THE PROBLEM: From the records, return each line that has the word "windshield" in it.

*** THE RECORDS

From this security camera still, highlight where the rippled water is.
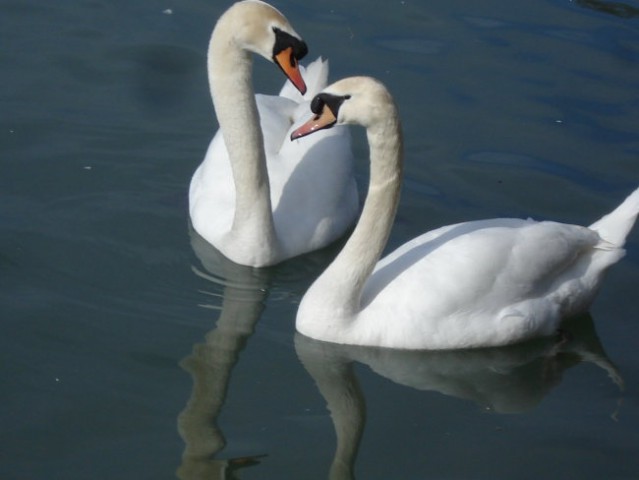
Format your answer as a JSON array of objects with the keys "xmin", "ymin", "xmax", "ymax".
[{"xmin": 2, "ymin": 0, "xmax": 639, "ymax": 478}]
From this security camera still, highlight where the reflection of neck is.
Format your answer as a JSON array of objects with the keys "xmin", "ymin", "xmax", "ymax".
[
  {"xmin": 177, "ymin": 285, "xmax": 267, "ymax": 478},
  {"xmin": 327, "ymin": 362, "xmax": 366, "ymax": 480},
  {"xmin": 208, "ymin": 17, "xmax": 278, "ymax": 262},
  {"xmin": 296, "ymin": 338, "xmax": 366, "ymax": 480}
]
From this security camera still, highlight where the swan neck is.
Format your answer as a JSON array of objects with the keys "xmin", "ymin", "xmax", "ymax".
[
  {"xmin": 315, "ymin": 115, "xmax": 403, "ymax": 316},
  {"xmin": 207, "ymin": 14, "xmax": 278, "ymax": 253}
]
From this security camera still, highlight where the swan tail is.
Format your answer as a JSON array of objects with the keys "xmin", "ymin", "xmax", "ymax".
[
  {"xmin": 278, "ymin": 57, "xmax": 329, "ymax": 102},
  {"xmin": 589, "ymin": 186, "xmax": 639, "ymax": 248}
]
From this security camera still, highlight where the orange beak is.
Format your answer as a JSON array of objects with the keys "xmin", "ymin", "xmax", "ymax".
[
  {"xmin": 274, "ymin": 47, "xmax": 307, "ymax": 95},
  {"xmin": 290, "ymin": 105, "xmax": 338, "ymax": 140}
]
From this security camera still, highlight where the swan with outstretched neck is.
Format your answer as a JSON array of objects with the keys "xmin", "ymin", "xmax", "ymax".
[
  {"xmin": 291, "ymin": 76, "xmax": 639, "ymax": 350},
  {"xmin": 189, "ymin": 0, "xmax": 358, "ymax": 267}
]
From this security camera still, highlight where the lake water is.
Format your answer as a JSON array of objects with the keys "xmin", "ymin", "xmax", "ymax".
[{"xmin": 2, "ymin": 0, "xmax": 639, "ymax": 478}]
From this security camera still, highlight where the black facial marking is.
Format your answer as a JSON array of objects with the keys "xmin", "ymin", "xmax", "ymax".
[
  {"xmin": 310, "ymin": 95, "xmax": 326, "ymax": 115},
  {"xmin": 311, "ymin": 93, "xmax": 351, "ymax": 117},
  {"xmin": 272, "ymin": 27, "xmax": 308, "ymax": 62}
]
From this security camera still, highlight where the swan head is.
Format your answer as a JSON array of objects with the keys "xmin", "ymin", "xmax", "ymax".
[
  {"xmin": 290, "ymin": 77, "xmax": 395, "ymax": 139},
  {"xmin": 219, "ymin": 0, "xmax": 308, "ymax": 94}
]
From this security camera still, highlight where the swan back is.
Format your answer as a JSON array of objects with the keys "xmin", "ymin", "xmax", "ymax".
[{"xmin": 278, "ymin": 57, "xmax": 330, "ymax": 102}]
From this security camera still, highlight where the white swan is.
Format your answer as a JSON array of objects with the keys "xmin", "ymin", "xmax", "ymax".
[
  {"xmin": 291, "ymin": 76, "xmax": 639, "ymax": 350},
  {"xmin": 189, "ymin": 0, "xmax": 358, "ymax": 267}
]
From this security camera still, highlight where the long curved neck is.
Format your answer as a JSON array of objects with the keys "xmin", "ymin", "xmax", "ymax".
[
  {"xmin": 314, "ymin": 114, "xmax": 403, "ymax": 317},
  {"xmin": 207, "ymin": 15, "xmax": 278, "ymax": 256}
]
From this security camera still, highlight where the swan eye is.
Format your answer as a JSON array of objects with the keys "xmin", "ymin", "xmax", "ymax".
[
  {"xmin": 310, "ymin": 95, "xmax": 325, "ymax": 115},
  {"xmin": 272, "ymin": 27, "xmax": 308, "ymax": 62},
  {"xmin": 311, "ymin": 93, "xmax": 350, "ymax": 117}
]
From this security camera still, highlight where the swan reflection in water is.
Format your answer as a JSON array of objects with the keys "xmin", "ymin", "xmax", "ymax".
[
  {"xmin": 176, "ymin": 229, "xmax": 622, "ymax": 480},
  {"xmin": 295, "ymin": 315, "xmax": 622, "ymax": 480},
  {"xmin": 176, "ymin": 227, "xmax": 339, "ymax": 479},
  {"xmin": 176, "ymin": 229, "xmax": 271, "ymax": 479},
  {"xmin": 575, "ymin": 0, "xmax": 639, "ymax": 18}
]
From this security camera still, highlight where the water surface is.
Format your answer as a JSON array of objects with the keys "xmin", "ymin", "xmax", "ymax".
[{"xmin": 2, "ymin": 0, "xmax": 639, "ymax": 478}]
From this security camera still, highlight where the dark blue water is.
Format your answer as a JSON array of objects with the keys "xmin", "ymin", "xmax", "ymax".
[{"xmin": 2, "ymin": 0, "xmax": 639, "ymax": 478}]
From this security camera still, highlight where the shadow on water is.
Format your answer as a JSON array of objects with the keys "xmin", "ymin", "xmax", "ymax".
[
  {"xmin": 295, "ymin": 314, "xmax": 622, "ymax": 480},
  {"xmin": 575, "ymin": 0, "xmax": 639, "ymax": 18}
]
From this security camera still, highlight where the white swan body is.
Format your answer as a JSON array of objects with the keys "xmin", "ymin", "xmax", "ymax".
[
  {"xmin": 292, "ymin": 76, "xmax": 639, "ymax": 350},
  {"xmin": 189, "ymin": 1, "xmax": 358, "ymax": 267}
]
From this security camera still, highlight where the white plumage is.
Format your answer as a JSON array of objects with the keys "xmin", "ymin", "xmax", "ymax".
[
  {"xmin": 189, "ymin": 1, "xmax": 357, "ymax": 267},
  {"xmin": 293, "ymin": 76, "xmax": 639, "ymax": 350}
]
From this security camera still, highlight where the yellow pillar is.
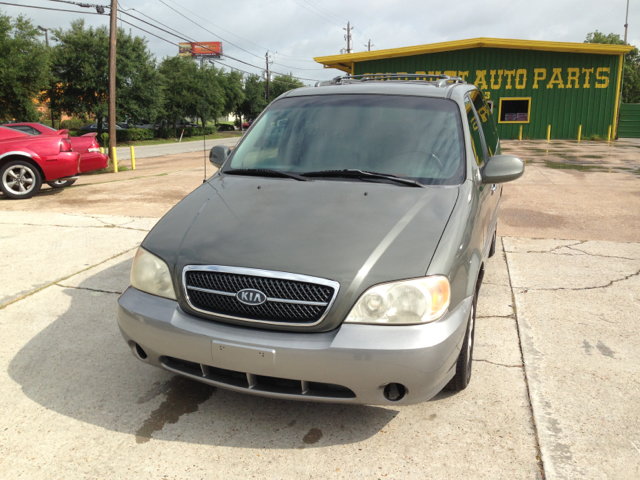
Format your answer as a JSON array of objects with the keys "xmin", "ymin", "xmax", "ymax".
[
  {"xmin": 112, "ymin": 147, "xmax": 118, "ymax": 173},
  {"xmin": 607, "ymin": 125, "xmax": 612, "ymax": 142},
  {"xmin": 130, "ymin": 146, "xmax": 136, "ymax": 170},
  {"xmin": 100, "ymin": 147, "xmax": 104, "ymax": 154},
  {"xmin": 577, "ymin": 125, "xmax": 582, "ymax": 142},
  {"xmin": 547, "ymin": 125, "xmax": 551, "ymax": 142},
  {"xmin": 519, "ymin": 125, "xmax": 523, "ymax": 141}
]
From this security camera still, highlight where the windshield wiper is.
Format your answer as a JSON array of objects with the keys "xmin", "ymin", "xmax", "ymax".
[
  {"xmin": 302, "ymin": 169, "xmax": 424, "ymax": 188},
  {"xmin": 224, "ymin": 168, "xmax": 309, "ymax": 181}
]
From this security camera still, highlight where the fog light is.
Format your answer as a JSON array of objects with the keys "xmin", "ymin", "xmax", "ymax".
[{"xmin": 383, "ymin": 383, "xmax": 406, "ymax": 401}]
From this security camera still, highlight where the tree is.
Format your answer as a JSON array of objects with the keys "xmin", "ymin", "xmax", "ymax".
[
  {"xmin": 585, "ymin": 31, "xmax": 640, "ymax": 103},
  {"xmin": 270, "ymin": 73, "xmax": 305, "ymax": 100},
  {"xmin": 50, "ymin": 19, "xmax": 162, "ymax": 129},
  {"xmin": 0, "ymin": 13, "xmax": 50, "ymax": 122},
  {"xmin": 219, "ymin": 70, "xmax": 245, "ymax": 120},
  {"xmin": 238, "ymin": 74, "xmax": 267, "ymax": 120},
  {"xmin": 158, "ymin": 56, "xmax": 226, "ymax": 128},
  {"xmin": 159, "ymin": 56, "xmax": 200, "ymax": 127}
]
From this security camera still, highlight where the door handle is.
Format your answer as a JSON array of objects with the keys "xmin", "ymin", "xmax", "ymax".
[{"xmin": 490, "ymin": 184, "xmax": 497, "ymax": 194}]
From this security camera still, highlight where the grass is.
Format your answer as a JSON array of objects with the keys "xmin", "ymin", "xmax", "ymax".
[{"xmin": 111, "ymin": 131, "xmax": 242, "ymax": 148}]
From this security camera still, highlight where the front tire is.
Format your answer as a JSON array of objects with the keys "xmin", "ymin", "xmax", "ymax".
[
  {"xmin": 446, "ymin": 300, "xmax": 476, "ymax": 392},
  {"xmin": 47, "ymin": 179, "xmax": 77, "ymax": 189},
  {"xmin": 488, "ymin": 230, "xmax": 497, "ymax": 258},
  {"xmin": 0, "ymin": 160, "xmax": 42, "ymax": 200}
]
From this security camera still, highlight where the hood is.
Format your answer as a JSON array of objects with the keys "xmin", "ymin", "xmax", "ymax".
[{"xmin": 144, "ymin": 174, "xmax": 459, "ymax": 331}]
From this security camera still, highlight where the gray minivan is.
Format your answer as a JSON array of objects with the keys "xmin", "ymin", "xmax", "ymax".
[{"xmin": 117, "ymin": 74, "xmax": 524, "ymax": 405}]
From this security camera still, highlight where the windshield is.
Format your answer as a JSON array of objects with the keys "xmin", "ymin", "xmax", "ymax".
[{"xmin": 226, "ymin": 94, "xmax": 465, "ymax": 185}]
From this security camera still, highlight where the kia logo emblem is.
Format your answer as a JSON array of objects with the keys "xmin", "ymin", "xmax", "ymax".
[{"xmin": 236, "ymin": 288, "xmax": 267, "ymax": 306}]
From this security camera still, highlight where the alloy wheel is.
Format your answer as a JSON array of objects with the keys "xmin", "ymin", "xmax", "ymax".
[{"xmin": 2, "ymin": 165, "xmax": 36, "ymax": 196}]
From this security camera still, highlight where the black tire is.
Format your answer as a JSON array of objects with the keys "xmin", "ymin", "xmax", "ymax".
[
  {"xmin": 446, "ymin": 297, "xmax": 477, "ymax": 392},
  {"xmin": 488, "ymin": 230, "xmax": 497, "ymax": 258},
  {"xmin": 0, "ymin": 160, "xmax": 43, "ymax": 200},
  {"xmin": 47, "ymin": 179, "xmax": 77, "ymax": 189}
]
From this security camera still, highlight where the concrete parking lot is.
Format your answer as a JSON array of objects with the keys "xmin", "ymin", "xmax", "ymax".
[{"xmin": 0, "ymin": 139, "xmax": 638, "ymax": 479}]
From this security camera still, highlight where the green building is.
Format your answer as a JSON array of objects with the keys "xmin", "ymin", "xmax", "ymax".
[{"xmin": 315, "ymin": 38, "xmax": 633, "ymax": 140}]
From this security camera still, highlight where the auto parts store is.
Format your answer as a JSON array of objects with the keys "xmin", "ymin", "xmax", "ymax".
[{"xmin": 314, "ymin": 38, "xmax": 633, "ymax": 140}]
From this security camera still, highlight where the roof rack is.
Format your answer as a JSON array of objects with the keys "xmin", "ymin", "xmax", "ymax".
[{"xmin": 315, "ymin": 73, "xmax": 466, "ymax": 87}]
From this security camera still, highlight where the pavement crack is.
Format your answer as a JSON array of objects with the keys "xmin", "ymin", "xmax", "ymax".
[
  {"xmin": 503, "ymin": 237, "xmax": 546, "ymax": 479},
  {"xmin": 55, "ymin": 284, "xmax": 122, "ymax": 295},
  {"xmin": 563, "ymin": 245, "xmax": 637, "ymax": 261},
  {"xmin": 0, "ymin": 221, "xmax": 149, "ymax": 232},
  {"xmin": 522, "ymin": 240, "xmax": 586, "ymax": 254},
  {"xmin": 0, "ymin": 247, "xmax": 137, "ymax": 310},
  {"xmin": 474, "ymin": 359, "xmax": 523, "ymax": 368},
  {"xmin": 524, "ymin": 267, "xmax": 640, "ymax": 292}
]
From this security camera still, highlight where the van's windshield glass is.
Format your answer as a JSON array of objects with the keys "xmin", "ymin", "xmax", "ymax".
[{"xmin": 226, "ymin": 94, "xmax": 465, "ymax": 185}]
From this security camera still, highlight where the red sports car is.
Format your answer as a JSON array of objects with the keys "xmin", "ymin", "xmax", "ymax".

******

ANSWER TO THIS PROBLEM:
From this security camera still, highlight where the windshield wiper is.
From this security camera still, highlight where the windshield is.
From this security camera still, highlight where the van's windshield glass is.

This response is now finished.